REQUIREMENT: Among the records below, the line containing "Expected behaviour: a marker sits on the distant" marks the start. Output it and all lines after it exactly.

--- SOURCE INFORMATION ---

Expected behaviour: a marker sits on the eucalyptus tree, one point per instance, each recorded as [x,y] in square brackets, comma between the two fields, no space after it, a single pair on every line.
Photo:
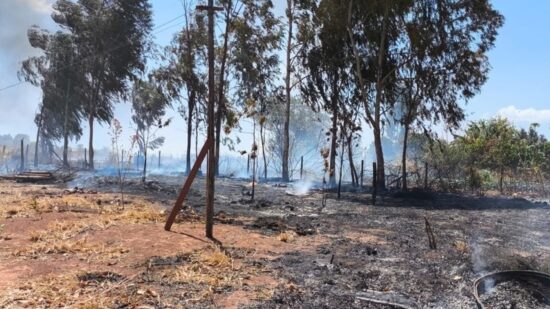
[326,60]
[183,75]
[61,110]
[257,37]
[385,36]
[111,37]
[148,109]
[448,62]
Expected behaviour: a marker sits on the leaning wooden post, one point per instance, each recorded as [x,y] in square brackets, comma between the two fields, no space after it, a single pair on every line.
[374,183]
[22,167]
[425,175]
[362,169]
[301,167]
[187,186]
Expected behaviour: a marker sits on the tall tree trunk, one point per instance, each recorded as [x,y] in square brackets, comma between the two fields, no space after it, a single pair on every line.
[210,177]
[286,129]
[380,179]
[501,180]
[189,132]
[404,158]
[332,161]
[143,178]
[66,128]
[353,171]
[341,167]
[91,141]
[221,92]
[38,138]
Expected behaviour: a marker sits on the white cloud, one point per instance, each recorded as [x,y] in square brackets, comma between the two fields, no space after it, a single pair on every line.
[528,115]
[40,6]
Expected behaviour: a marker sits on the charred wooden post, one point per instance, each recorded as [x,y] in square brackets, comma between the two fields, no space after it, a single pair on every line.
[425,175]
[374,183]
[430,233]
[186,186]
[22,166]
[211,165]
[301,167]
[362,170]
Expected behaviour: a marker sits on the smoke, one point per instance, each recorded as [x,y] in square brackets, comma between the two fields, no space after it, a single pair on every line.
[16,17]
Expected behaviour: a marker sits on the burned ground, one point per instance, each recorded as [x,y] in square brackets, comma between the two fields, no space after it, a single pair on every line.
[279,251]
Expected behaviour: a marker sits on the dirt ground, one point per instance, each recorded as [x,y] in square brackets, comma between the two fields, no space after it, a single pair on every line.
[80,248]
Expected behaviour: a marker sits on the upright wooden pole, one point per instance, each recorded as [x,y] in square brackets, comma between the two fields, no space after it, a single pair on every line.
[374,182]
[159,160]
[362,169]
[22,167]
[211,164]
[425,175]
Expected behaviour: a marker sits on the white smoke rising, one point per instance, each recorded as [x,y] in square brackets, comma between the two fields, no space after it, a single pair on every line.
[527,115]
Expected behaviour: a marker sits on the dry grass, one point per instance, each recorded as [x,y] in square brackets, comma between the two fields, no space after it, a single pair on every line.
[81,247]
[461,246]
[286,236]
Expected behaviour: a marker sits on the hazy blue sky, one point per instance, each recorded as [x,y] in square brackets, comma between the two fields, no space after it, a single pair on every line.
[518,85]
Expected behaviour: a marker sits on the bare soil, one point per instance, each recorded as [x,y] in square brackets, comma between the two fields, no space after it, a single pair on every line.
[78,248]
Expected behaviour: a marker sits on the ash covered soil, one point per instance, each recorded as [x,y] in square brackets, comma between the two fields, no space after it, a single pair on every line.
[290,251]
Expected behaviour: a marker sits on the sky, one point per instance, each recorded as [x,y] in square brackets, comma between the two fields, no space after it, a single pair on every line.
[518,86]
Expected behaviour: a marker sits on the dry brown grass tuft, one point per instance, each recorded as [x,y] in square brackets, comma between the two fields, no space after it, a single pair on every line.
[81,247]
[461,246]
[141,214]
[286,236]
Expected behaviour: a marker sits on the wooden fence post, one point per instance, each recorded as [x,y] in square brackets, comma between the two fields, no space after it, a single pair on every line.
[159,159]
[362,169]
[22,167]
[373,183]
[301,167]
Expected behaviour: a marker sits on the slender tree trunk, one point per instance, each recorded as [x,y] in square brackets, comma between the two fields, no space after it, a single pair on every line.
[221,93]
[404,158]
[144,164]
[501,180]
[210,178]
[37,140]
[66,128]
[380,179]
[353,171]
[91,142]
[341,166]
[286,132]
[189,133]
[332,161]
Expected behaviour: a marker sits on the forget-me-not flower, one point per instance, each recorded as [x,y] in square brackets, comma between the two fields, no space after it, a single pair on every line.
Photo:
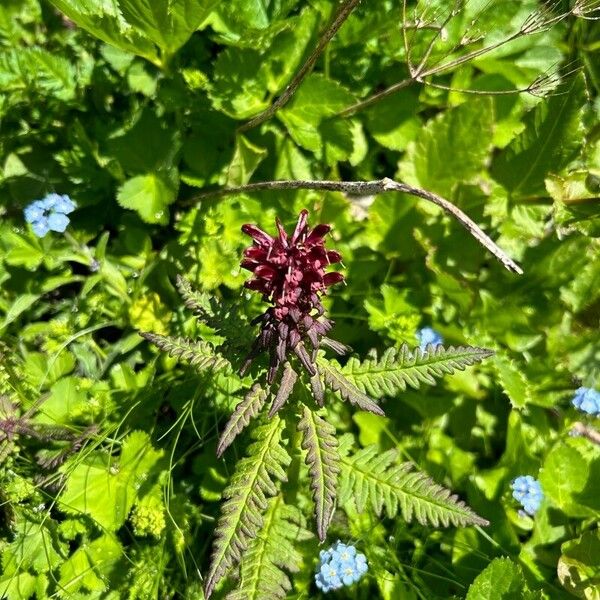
[587,400]
[528,491]
[49,214]
[428,335]
[339,566]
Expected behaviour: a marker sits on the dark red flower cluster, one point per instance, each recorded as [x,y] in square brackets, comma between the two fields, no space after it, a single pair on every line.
[290,272]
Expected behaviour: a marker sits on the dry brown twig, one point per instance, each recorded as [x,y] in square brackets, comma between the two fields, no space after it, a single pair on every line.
[369,188]
[338,20]
[579,429]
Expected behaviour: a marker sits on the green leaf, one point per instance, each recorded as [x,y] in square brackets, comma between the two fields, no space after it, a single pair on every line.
[245,410]
[393,122]
[262,575]
[578,567]
[399,368]
[502,579]
[339,383]
[168,23]
[452,148]
[105,488]
[320,442]
[149,195]
[20,586]
[246,158]
[35,547]
[552,137]
[35,70]
[199,354]
[513,381]
[317,99]
[246,499]
[371,478]
[90,566]
[577,491]
[105,20]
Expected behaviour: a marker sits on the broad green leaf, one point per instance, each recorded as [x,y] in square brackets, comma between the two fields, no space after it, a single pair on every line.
[317,99]
[149,195]
[90,565]
[18,307]
[168,23]
[246,159]
[37,71]
[552,137]
[577,491]
[579,567]
[501,580]
[452,148]
[393,122]
[35,547]
[105,20]
[19,586]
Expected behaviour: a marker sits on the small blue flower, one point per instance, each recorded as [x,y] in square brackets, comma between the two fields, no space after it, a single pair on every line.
[528,491]
[427,336]
[339,566]
[49,214]
[587,400]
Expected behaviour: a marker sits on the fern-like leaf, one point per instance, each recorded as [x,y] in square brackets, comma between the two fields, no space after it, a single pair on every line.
[199,354]
[375,478]
[246,499]
[286,387]
[245,410]
[262,575]
[399,368]
[339,383]
[225,318]
[320,442]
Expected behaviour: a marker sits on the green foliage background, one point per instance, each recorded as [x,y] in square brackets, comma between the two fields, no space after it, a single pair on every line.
[111,487]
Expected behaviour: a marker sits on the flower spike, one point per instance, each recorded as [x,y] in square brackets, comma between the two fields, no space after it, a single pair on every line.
[290,273]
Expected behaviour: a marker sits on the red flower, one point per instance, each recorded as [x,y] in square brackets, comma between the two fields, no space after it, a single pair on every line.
[290,273]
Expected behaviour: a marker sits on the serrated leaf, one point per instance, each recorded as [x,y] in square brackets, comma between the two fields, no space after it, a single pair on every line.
[452,148]
[246,499]
[338,383]
[502,579]
[376,479]
[320,442]
[262,575]
[89,566]
[552,137]
[402,367]
[513,381]
[246,158]
[317,99]
[149,195]
[200,355]
[246,409]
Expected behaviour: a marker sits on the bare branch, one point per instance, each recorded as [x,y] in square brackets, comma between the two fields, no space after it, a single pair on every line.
[579,429]
[369,188]
[338,20]
[537,22]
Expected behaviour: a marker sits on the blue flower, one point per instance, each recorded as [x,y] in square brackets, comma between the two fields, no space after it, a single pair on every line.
[339,566]
[427,336]
[587,400]
[49,214]
[528,491]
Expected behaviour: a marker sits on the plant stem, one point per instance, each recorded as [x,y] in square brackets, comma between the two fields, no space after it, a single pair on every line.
[338,20]
[369,188]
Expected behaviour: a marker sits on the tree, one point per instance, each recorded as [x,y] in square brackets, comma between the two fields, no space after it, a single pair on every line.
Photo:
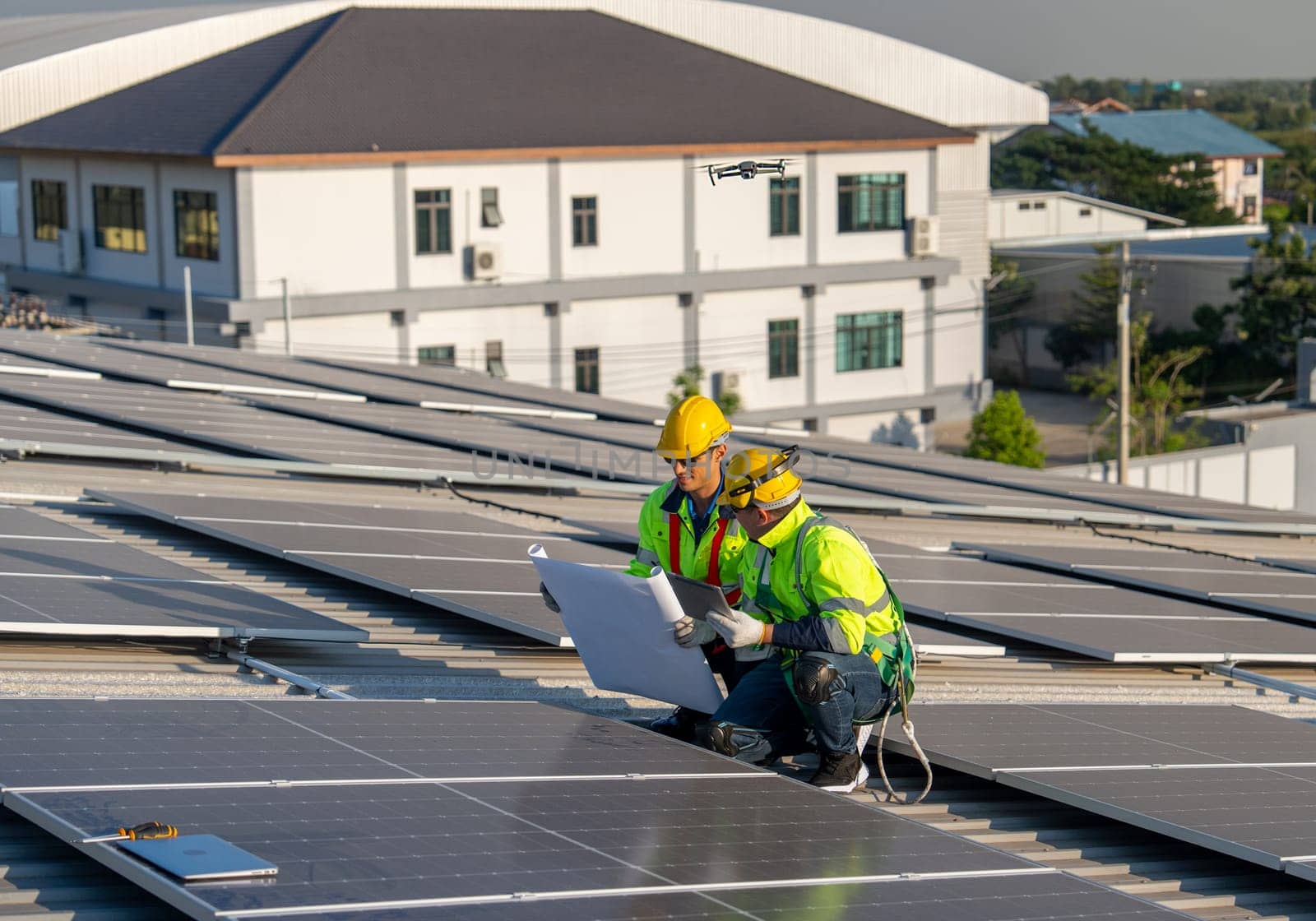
[1158,391]
[686,385]
[1004,433]
[1277,300]
[1006,302]
[1101,166]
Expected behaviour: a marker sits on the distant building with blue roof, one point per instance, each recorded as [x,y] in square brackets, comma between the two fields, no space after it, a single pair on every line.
[1234,153]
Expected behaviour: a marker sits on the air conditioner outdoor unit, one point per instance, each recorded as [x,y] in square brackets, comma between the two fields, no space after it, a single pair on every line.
[486,261]
[924,234]
[70,253]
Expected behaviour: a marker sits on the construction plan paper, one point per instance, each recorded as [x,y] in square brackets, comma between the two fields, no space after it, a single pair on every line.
[623,629]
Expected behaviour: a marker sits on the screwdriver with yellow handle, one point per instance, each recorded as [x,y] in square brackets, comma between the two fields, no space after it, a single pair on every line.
[144,832]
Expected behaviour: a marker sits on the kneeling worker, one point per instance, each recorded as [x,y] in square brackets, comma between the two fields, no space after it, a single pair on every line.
[686,532]
[811,591]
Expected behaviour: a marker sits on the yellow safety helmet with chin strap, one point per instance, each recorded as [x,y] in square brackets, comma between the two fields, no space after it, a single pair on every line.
[761,478]
[693,427]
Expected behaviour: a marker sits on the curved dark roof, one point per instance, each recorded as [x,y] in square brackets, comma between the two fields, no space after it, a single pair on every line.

---

COMPLETED EXERCISE:
Expected behaviour: a marker sits on the distant building with blue roof, one point per instance, each recorded as [x,y] in square brackets, comma between the two fields, no space after it, a single pair on every line.
[1234,153]
Expected behaviour: a marker sits on the air conditioner outdoor unit, one point per instance, each recorded as [x,y] in square brackets, comma between the two fields, no space after it, a single pair on every line.
[486,261]
[924,234]
[70,253]
Expected behaviour: a marker sits on the construction plan paper, one point per instance, each recorded as [x,y] in square brackets, comma between the two fields, no space after it, a single pair on every line.
[623,629]
Expected behaviour: a marker sits on the screwdriver with yellow handle, one point per instance, each recorded as [x,y] in square brackets, comma between the two fields, no space after it, a single pair on every line.
[144,832]
Expected behaviour: a marker sits on the kneeling worker, one point per instance, each recorded as [x,y] in square brackets, comma between the two fields, no space after it, a single pair on every line.
[686,532]
[811,591]
Expected behaviour: a marker sits on the yellow safety helmet with chin strap, one point per instance, each recorded as [x,y] in square brackets, comma between the two fields, no space after it, a single pair on every line.
[761,478]
[693,427]
Expected behaviour: a marker sits on the curved dark roof, one point per instance, each recorded as [x,y] in square brackets, comma between the two fields, no space after it, a single pair on every line.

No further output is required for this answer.